● **CONSIGNE A**:
Répondez aux questions suivantes d'après l'extrait sur le dénigrement :
(i) À quelles conditions la divulgation d'une information de nature à jeter le discrédit relève-t-elle du droit à la liberté d'expression ?
(ii) Quel titre porte l'article publié sur le site internet dans l'affaire Design Market ?
(iii) À quelle date le procès-verbal de constat a-t-il été dressé ?

#### EXTRAIT DU DOCUMENT ####

Le fait de dénoncer à la clientèle les agissement d’un concurrent désigné comme contrefacteur alors qu’aucune décision ne vient en établir la réalité est constitutif d’acte de dénigrement.

L’absence d’une situation de concurrence directe et effective

Même en l’absence d’une situation de concurrence directe et effective entre les personnes concernées, la divulgation, par l’une, d’une information de nature à jeter le discrédit sur un produit ou un service commercialisé par l’autre, peut constituer un acte de dénigrement.

Cependant, lorsque l’information en cause se rapporte à un sujet d’intérêt général et repose sur une base factuelle suffisante, cette divulgation relève du droit à la liberté d’expression, qui inclut le droit de libre critique, et ne saurait, dès lors, être regardée comme fautive, sous réserve qu’elle soit exprimée avec une certaine mesure (Cass. 1re civ., 11 juill. 2018, n° 17-21.457)

Les conditions du dénigrement

Il est ainsi constant que le dénigrement est constitué lorsque les propos visent les produits, les services ou l’activité d’une entreprise et sont tenus dans le but d’inciter une partie de la clientèle de l’entreprise visée à s’en détourner.

De même, le fait de dénoncer à la clientèle les agissement d’un concurrent désigné comme contrefacteur alors qu’aucune décision ne vient en établir la réalité est constitutif d’acte de dénigrement.

Affaire Design Market

En l’espèce, la société Design Market établit, au moyen d’un procès-verbal de constat dressé par Me [U], commissaire de justice, le 16 août 2021, que la société [B] a, sur son site internet accessible au public, publié un article intitulé “Quand les faux TOGO vintage trompent le consommateur” soulignant que “de nombreuses market-places proposent des TOGO retapissés ou “vintage” et que “la plupart de ces offres sont des contrefaçons”.

Elle cite un TOGO dit “retapissé” de la market place “société Design Market” et publie des photographies le comparant à un TOGO dit authentique, soulignant que “la plupart de ces offres sont des contrefaçons ne respectant ni la qualité des matériaux ni la fabrication du TOGO. Les toiles de fond et les étiquettes sont aussi contrefaites”.

#### DONNÉES DE TRAVAIL ####

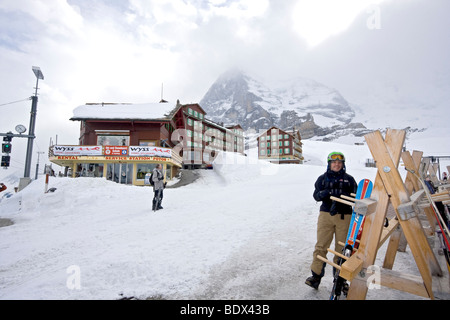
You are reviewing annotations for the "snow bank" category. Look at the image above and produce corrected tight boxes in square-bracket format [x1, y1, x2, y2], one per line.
[0, 141, 440, 300]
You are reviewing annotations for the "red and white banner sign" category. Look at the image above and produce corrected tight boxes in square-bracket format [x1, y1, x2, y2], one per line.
[53, 146, 103, 156]
[129, 146, 172, 158]
[104, 146, 128, 156]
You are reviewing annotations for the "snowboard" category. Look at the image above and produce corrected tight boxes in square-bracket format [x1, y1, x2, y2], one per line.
[330, 179, 373, 300]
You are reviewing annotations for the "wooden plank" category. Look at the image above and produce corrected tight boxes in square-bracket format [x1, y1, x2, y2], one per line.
[402, 151, 423, 195]
[339, 254, 367, 282]
[346, 129, 406, 300]
[383, 228, 403, 270]
[316, 255, 341, 270]
[359, 267, 433, 298]
[368, 130, 440, 298]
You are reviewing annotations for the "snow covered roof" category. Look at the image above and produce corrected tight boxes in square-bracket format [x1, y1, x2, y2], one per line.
[70, 103, 177, 120]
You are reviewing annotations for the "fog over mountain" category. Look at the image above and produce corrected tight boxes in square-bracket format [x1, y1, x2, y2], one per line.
[200, 69, 365, 138]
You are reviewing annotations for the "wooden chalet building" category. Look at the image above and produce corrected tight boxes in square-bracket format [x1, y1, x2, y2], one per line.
[257, 127, 304, 164]
[49, 101, 244, 185]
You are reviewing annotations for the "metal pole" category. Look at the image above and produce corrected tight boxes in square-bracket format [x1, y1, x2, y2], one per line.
[23, 77, 39, 178]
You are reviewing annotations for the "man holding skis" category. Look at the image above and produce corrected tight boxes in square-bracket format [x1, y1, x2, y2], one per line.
[152, 164, 165, 211]
[305, 152, 358, 289]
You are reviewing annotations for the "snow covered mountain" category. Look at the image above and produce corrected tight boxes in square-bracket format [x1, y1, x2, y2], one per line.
[200, 70, 365, 138]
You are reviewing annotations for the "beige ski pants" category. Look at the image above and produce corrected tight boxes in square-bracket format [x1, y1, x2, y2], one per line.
[311, 211, 352, 275]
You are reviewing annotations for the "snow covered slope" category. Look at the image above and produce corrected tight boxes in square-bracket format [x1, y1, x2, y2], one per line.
[0, 141, 440, 300]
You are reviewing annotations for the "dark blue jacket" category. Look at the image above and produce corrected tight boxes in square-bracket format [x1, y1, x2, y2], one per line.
[313, 164, 358, 218]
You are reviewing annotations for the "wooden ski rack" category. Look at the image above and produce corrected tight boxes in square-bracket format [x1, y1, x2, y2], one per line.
[320, 129, 449, 300]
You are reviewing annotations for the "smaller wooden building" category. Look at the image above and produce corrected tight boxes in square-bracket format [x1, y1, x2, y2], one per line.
[257, 127, 304, 164]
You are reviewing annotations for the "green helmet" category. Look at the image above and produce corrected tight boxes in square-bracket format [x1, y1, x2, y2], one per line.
[328, 152, 345, 162]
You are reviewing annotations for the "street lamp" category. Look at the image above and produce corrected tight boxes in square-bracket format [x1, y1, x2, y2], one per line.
[23, 67, 44, 178]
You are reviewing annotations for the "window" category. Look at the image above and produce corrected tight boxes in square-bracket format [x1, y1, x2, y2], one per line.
[97, 134, 130, 146]
[76, 163, 103, 178]
[139, 140, 156, 147]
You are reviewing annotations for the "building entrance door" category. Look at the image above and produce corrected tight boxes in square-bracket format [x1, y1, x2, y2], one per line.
[106, 163, 133, 184]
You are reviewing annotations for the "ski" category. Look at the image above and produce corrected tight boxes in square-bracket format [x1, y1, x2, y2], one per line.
[153, 189, 161, 212]
[330, 179, 373, 300]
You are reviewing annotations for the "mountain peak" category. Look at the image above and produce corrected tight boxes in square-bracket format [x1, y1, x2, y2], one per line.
[200, 69, 355, 137]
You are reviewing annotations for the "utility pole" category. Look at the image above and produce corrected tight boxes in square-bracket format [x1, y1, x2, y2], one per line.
[23, 67, 44, 178]
[34, 151, 45, 180]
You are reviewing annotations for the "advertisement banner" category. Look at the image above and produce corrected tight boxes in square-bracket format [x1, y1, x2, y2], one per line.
[104, 146, 128, 156]
[129, 146, 172, 158]
[53, 146, 103, 156]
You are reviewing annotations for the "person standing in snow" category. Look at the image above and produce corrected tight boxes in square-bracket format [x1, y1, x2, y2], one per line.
[305, 152, 358, 289]
[152, 164, 165, 211]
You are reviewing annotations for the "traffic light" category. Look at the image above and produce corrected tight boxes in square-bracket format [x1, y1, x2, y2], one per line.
[1, 156, 11, 167]
[2, 142, 12, 153]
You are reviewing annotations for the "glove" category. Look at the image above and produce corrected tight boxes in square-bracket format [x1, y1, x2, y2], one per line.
[318, 189, 330, 200]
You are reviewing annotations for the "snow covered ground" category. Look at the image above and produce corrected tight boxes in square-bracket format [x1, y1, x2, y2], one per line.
[0, 141, 446, 300]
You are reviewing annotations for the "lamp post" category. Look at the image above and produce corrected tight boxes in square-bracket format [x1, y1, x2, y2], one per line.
[23, 67, 44, 178]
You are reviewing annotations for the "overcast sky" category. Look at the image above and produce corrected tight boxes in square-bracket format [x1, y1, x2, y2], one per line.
[0, 0, 450, 172]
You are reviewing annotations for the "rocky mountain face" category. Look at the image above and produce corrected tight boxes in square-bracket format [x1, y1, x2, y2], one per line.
[200, 70, 366, 140]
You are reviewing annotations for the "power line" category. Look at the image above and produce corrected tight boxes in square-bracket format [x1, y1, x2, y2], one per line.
[0, 98, 31, 107]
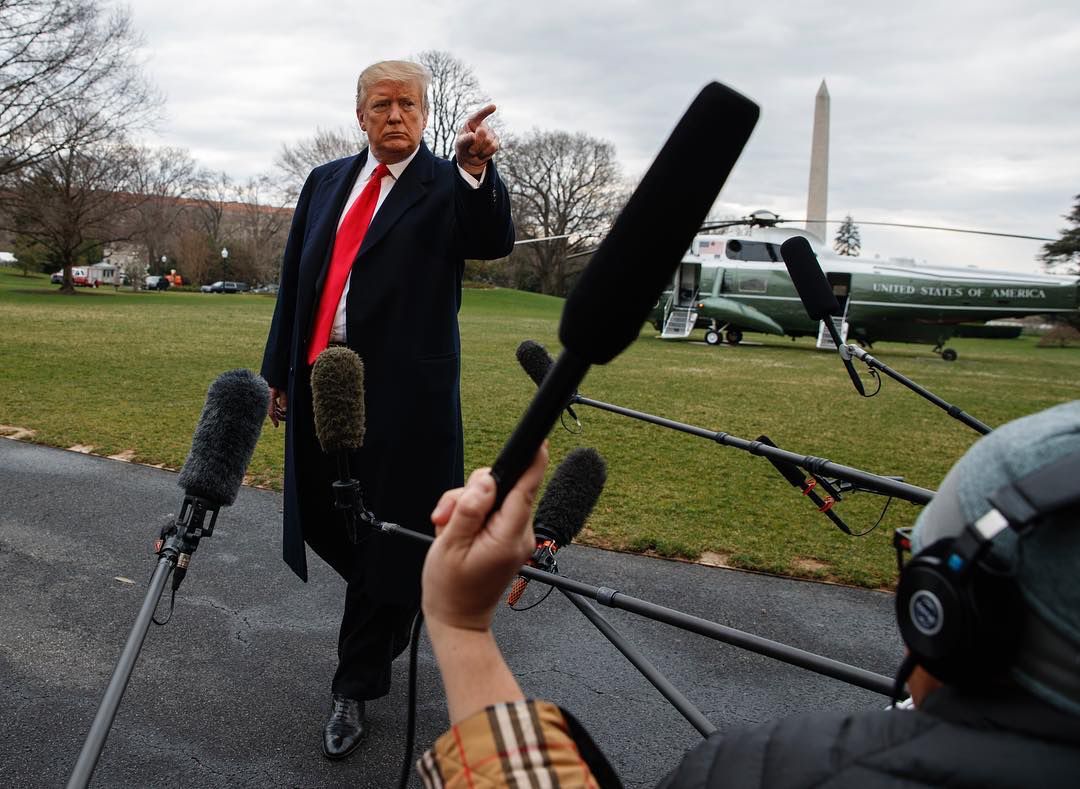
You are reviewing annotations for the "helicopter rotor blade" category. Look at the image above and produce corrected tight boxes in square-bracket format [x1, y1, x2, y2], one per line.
[764, 219, 1057, 241]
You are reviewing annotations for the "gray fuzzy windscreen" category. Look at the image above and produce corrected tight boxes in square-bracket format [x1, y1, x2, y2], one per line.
[177, 369, 270, 504]
[532, 447, 607, 546]
[311, 345, 364, 453]
[517, 340, 554, 386]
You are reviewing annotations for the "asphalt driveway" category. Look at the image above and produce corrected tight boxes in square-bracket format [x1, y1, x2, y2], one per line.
[0, 439, 901, 787]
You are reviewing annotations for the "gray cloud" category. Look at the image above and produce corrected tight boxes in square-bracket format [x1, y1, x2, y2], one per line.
[132, 0, 1080, 269]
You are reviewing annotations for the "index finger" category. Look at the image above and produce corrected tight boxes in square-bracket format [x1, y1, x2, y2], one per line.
[465, 104, 495, 132]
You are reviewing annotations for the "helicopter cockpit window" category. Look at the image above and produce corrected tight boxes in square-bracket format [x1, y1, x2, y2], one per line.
[698, 266, 717, 295]
[726, 239, 784, 263]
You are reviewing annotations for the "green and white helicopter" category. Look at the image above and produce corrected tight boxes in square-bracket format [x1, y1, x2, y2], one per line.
[649, 210, 1080, 362]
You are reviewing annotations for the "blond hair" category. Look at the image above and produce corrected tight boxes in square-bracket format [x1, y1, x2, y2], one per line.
[356, 60, 431, 114]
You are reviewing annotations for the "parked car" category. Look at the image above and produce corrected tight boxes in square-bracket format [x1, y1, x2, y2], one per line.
[199, 281, 251, 294]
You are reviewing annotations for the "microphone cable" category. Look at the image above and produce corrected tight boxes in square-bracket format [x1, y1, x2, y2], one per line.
[397, 610, 423, 789]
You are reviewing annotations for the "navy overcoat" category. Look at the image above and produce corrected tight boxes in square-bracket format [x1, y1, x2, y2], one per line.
[261, 144, 514, 602]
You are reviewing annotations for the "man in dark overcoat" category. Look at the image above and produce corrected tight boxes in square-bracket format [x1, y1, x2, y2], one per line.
[261, 60, 514, 759]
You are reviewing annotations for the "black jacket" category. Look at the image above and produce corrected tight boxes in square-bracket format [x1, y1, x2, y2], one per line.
[261, 144, 514, 601]
[660, 688, 1080, 789]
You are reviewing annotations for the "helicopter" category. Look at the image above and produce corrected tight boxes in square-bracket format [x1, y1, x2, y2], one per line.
[649, 210, 1080, 362]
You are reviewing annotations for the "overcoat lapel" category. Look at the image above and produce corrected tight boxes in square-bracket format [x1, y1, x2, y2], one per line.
[312, 149, 365, 294]
[356, 142, 434, 252]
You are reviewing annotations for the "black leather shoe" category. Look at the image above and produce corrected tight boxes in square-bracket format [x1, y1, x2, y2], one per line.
[323, 693, 367, 759]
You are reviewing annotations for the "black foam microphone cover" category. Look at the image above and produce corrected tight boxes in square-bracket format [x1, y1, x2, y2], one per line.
[780, 235, 841, 321]
[311, 345, 364, 454]
[532, 447, 607, 547]
[516, 340, 555, 386]
[177, 369, 270, 506]
[558, 82, 759, 365]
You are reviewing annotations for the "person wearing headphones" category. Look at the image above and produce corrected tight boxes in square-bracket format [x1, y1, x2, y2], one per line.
[417, 400, 1080, 789]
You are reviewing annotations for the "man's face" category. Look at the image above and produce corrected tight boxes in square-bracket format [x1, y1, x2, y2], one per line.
[356, 80, 428, 164]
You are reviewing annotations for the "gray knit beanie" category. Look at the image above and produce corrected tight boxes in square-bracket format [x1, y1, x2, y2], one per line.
[912, 400, 1080, 715]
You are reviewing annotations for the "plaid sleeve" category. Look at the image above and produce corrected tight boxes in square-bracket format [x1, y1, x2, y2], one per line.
[417, 700, 598, 789]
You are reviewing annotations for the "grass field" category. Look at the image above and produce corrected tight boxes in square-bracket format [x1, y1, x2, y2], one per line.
[0, 271, 1080, 587]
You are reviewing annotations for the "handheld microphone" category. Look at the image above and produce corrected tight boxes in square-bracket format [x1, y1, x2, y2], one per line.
[516, 340, 581, 426]
[311, 345, 367, 544]
[507, 447, 607, 608]
[491, 82, 758, 508]
[167, 369, 270, 591]
[780, 235, 866, 397]
[67, 369, 270, 789]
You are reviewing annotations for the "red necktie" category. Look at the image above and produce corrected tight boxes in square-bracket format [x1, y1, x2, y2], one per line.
[308, 164, 390, 365]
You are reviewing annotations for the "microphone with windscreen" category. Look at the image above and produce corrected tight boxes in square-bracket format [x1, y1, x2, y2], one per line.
[507, 447, 607, 607]
[67, 370, 270, 789]
[780, 235, 866, 397]
[166, 369, 270, 591]
[311, 345, 374, 544]
[491, 82, 758, 508]
[516, 340, 581, 427]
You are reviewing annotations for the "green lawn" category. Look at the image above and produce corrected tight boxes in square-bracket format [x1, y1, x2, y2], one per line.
[6, 271, 1080, 587]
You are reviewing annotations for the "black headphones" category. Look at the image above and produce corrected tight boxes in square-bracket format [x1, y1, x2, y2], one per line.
[896, 452, 1080, 688]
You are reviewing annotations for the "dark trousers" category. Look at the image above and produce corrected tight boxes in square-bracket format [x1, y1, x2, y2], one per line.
[303, 522, 419, 699]
[289, 364, 419, 699]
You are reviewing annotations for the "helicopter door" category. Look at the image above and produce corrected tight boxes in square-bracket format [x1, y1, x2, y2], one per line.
[816, 272, 851, 351]
[660, 263, 701, 340]
[826, 273, 851, 317]
[674, 263, 701, 307]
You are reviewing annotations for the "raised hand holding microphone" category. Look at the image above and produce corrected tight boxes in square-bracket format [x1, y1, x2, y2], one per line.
[421, 441, 548, 723]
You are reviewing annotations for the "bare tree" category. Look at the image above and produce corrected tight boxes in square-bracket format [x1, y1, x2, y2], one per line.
[230, 175, 293, 282]
[499, 131, 625, 296]
[415, 50, 490, 159]
[0, 0, 161, 177]
[1040, 194, 1080, 274]
[833, 214, 863, 258]
[191, 172, 235, 265]
[0, 121, 140, 294]
[274, 124, 367, 202]
[131, 148, 199, 274]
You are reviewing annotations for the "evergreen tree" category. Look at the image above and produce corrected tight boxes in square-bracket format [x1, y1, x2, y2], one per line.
[1040, 194, 1080, 273]
[833, 214, 863, 258]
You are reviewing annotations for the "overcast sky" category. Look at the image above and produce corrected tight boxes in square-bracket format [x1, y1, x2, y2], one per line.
[130, 0, 1080, 271]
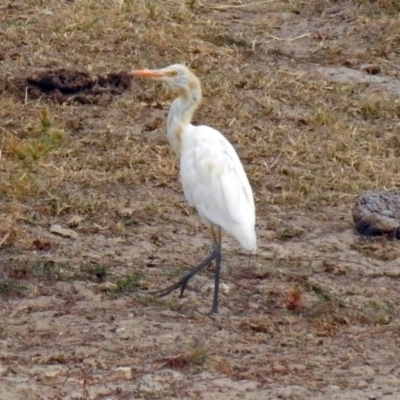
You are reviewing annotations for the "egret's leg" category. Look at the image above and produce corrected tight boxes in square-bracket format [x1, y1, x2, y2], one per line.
[155, 249, 218, 297]
[211, 227, 222, 315]
[152, 226, 222, 314]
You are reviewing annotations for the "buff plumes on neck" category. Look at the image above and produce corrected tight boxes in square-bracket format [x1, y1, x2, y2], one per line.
[129, 64, 202, 155]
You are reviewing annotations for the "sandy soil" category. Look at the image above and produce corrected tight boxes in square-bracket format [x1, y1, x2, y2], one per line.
[0, 1, 400, 400]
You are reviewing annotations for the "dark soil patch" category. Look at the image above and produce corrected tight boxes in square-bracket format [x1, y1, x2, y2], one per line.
[4, 69, 131, 104]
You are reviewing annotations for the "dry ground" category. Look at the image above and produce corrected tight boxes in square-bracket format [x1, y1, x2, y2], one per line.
[0, 0, 400, 400]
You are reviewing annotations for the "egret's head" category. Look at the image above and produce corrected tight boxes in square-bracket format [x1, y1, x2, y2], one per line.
[129, 64, 200, 94]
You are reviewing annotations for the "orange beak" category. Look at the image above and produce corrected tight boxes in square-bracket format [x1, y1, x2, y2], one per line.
[128, 69, 167, 79]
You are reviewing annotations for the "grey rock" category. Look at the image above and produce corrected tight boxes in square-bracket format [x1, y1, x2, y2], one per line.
[353, 190, 400, 239]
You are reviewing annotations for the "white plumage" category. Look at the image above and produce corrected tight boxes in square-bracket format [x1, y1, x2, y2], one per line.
[130, 64, 257, 314]
[180, 124, 256, 251]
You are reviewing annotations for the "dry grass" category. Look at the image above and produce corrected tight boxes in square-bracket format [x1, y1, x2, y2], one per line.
[0, 0, 399, 242]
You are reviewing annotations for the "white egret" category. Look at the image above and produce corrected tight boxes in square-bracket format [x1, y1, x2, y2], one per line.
[129, 64, 257, 314]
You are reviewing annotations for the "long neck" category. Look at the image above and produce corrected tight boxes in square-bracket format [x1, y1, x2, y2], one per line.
[167, 81, 201, 156]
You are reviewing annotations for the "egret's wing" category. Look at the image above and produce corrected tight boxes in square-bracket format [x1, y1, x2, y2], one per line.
[181, 126, 256, 249]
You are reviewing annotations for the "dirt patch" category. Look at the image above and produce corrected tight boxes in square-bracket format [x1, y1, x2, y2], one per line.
[6, 68, 131, 104]
[0, 0, 400, 400]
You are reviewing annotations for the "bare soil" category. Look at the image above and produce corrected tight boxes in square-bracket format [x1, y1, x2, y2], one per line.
[0, 0, 400, 400]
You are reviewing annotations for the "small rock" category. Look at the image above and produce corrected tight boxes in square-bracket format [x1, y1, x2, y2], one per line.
[113, 367, 132, 380]
[45, 369, 61, 378]
[67, 215, 83, 228]
[361, 64, 381, 75]
[352, 191, 400, 239]
[99, 282, 117, 292]
[50, 224, 78, 239]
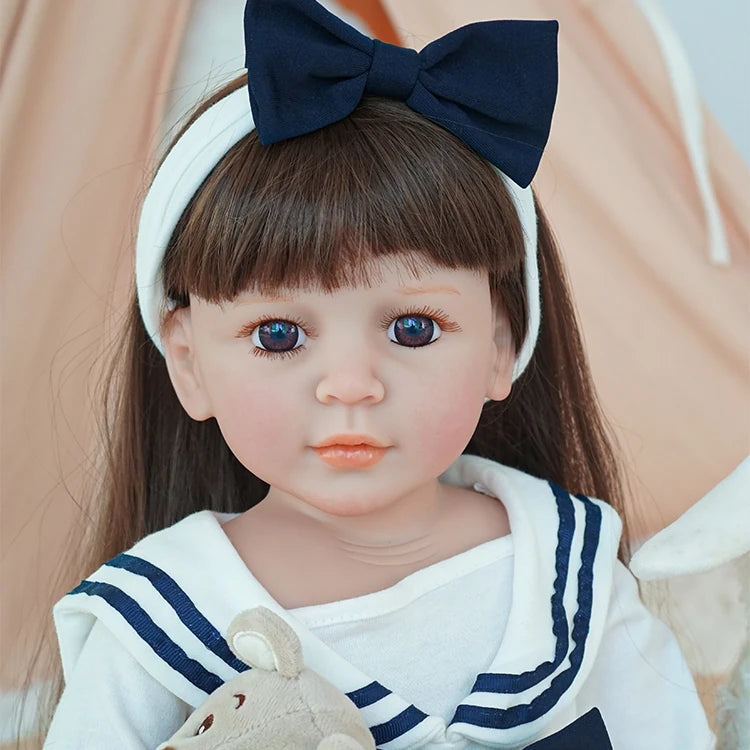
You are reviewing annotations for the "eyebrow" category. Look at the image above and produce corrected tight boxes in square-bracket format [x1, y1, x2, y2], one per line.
[396, 285, 461, 296]
[240, 285, 461, 305]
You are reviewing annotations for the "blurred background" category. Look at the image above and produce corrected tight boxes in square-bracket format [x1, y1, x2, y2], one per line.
[0, 0, 750, 747]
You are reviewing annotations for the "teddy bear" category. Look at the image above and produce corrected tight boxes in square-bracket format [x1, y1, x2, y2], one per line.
[157, 607, 382, 750]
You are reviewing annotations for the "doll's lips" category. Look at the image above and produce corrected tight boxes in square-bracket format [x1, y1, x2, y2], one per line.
[313, 434, 389, 469]
[313, 443, 388, 469]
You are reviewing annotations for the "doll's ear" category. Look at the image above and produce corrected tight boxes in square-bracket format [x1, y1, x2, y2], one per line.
[487, 304, 516, 401]
[161, 306, 213, 422]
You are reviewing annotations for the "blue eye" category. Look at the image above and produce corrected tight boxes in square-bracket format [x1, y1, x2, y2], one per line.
[388, 315, 442, 347]
[250, 320, 307, 352]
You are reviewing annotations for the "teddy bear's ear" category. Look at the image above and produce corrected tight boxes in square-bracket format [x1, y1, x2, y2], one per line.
[227, 607, 304, 677]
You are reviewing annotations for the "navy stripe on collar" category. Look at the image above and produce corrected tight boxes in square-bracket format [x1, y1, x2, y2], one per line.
[105, 553, 248, 672]
[370, 706, 428, 745]
[472, 482, 575, 693]
[451, 495, 602, 729]
[70, 581, 224, 694]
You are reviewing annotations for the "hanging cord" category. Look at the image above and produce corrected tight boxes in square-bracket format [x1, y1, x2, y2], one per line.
[635, 0, 730, 266]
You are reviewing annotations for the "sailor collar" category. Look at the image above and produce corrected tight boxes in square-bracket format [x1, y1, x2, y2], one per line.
[54, 455, 621, 750]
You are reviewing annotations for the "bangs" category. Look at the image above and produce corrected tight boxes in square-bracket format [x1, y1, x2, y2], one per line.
[164, 98, 524, 305]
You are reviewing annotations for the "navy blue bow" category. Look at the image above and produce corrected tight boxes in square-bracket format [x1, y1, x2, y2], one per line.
[526, 708, 612, 750]
[245, 0, 558, 187]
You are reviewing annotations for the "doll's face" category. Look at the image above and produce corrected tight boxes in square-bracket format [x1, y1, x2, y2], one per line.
[164, 258, 515, 516]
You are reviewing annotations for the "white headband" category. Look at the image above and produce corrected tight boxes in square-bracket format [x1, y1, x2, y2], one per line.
[135, 86, 540, 381]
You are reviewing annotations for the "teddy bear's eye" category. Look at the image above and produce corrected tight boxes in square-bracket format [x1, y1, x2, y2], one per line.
[195, 714, 214, 736]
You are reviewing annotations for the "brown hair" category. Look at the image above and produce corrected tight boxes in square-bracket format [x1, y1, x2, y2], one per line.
[29, 76, 625, 744]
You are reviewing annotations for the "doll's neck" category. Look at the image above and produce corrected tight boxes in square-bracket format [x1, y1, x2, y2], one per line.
[224, 485, 509, 609]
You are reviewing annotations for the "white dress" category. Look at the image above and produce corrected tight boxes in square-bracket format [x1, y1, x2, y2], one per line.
[45, 456, 714, 750]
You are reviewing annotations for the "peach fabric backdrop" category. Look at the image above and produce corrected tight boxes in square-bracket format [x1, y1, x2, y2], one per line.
[0, 0, 190, 724]
[0, 0, 750, 740]
[383, 0, 750, 535]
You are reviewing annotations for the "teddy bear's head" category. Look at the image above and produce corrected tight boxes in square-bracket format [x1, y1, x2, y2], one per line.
[157, 607, 375, 750]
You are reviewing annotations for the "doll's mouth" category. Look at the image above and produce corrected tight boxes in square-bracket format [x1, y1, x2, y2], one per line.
[313, 443, 388, 469]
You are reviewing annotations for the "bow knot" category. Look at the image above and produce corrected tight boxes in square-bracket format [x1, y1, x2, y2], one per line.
[245, 0, 558, 187]
[365, 39, 419, 102]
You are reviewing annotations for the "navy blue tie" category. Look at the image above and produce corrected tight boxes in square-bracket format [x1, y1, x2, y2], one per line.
[245, 0, 558, 187]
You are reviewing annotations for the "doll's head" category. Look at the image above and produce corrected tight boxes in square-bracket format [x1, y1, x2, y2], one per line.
[155, 89, 525, 513]
[97, 77, 622, 564]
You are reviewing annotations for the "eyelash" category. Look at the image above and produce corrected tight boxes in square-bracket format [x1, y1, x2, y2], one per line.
[244, 305, 461, 358]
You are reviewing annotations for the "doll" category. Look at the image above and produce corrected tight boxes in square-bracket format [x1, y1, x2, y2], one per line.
[41, 0, 713, 750]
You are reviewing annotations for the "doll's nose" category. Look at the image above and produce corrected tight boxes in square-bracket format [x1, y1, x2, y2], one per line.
[315, 350, 385, 405]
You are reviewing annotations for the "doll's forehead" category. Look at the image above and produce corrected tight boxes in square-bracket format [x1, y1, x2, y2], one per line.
[234, 257, 488, 303]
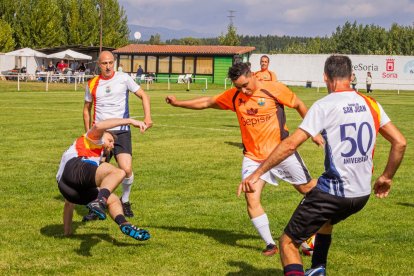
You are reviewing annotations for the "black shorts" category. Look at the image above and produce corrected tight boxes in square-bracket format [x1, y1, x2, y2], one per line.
[58, 157, 99, 205]
[285, 188, 369, 244]
[108, 130, 132, 158]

####

● **CONSIGNE B**: Redimensionnez les lignes des données, depuis la première jusqu'à la ligne contenant « [49, 101, 244, 185] » incluse. Reproduisez uniquement ces lignes, demandes comprises, et multipliez par 2,3 chaque coordonnée des cadres des réponses, en arrondissant à l'entier le plus proche (les demis vers le haut) et en omettant les images.

● **RÉPONSE ATTENDUE A**:
(i) L'information doit se rapporter à un sujet d'intérêt général et reposer sur une base factuelle suffisante, sous réserve d'être exprimée avec une certaine mesure.
(ii) “Quand les faux TOGO vintage trompent le consommateur”
(iii) Le 16 août 2021.

● **RÉPONSE ATTENDUE B**:
You are reviewing annotations for the "snow bank" category. Look at the image above and produce corrected tight boxes in square-bracket format [x1, y1, x2, y2], one per line.
[0, 324, 1012, 690]
You are reviewing annotations for the "red and white banner sign" category. Look at the image above and produce corrected tight boxes in square-bracket format [x1, y1, x2, y2], one per line.
[122, 336, 237, 359]
[297, 336, 396, 363]
[239, 336, 294, 359]
You are reviewing annotations for the "snowboard" category. Look at the image above and produce corrected tight boxes in square-bracket format [x1, y1, x2, y2], one per line.
[759, 412, 858, 690]
You are reviewing annotations for the "wooden plank" category. Look at the image above and produce corrected tight boxes in square-bracket format [x1, y1, x2, y2], one per line.
[925, 347, 973, 449]
[780, 584, 844, 649]
[796, 297, 934, 690]
[881, 524, 927, 621]
[727, 587, 784, 621]
[826, 614, 996, 685]
[846, 299, 1012, 685]
You are reviewing annotations for the "snow covered roof" category. Look at the image above and produce corrected tight boxes in square-bracket format [x1, y1, x2, y2], one per line.
[161, 237, 407, 276]
You are reviewing annotations for the "fog over mountain" category. Look at the image above and produce corrected tight boxes in square-bracket format [x1, y1, x2, y2], one per line.
[460, 159, 840, 317]
You are reviewing annotations for the "wooden chalet building" category. Look at the image above and produce corrected tight boxes in square-bracket format [x1, y1, x2, y2], one per line.
[591, 292, 699, 377]
[113, 232, 561, 426]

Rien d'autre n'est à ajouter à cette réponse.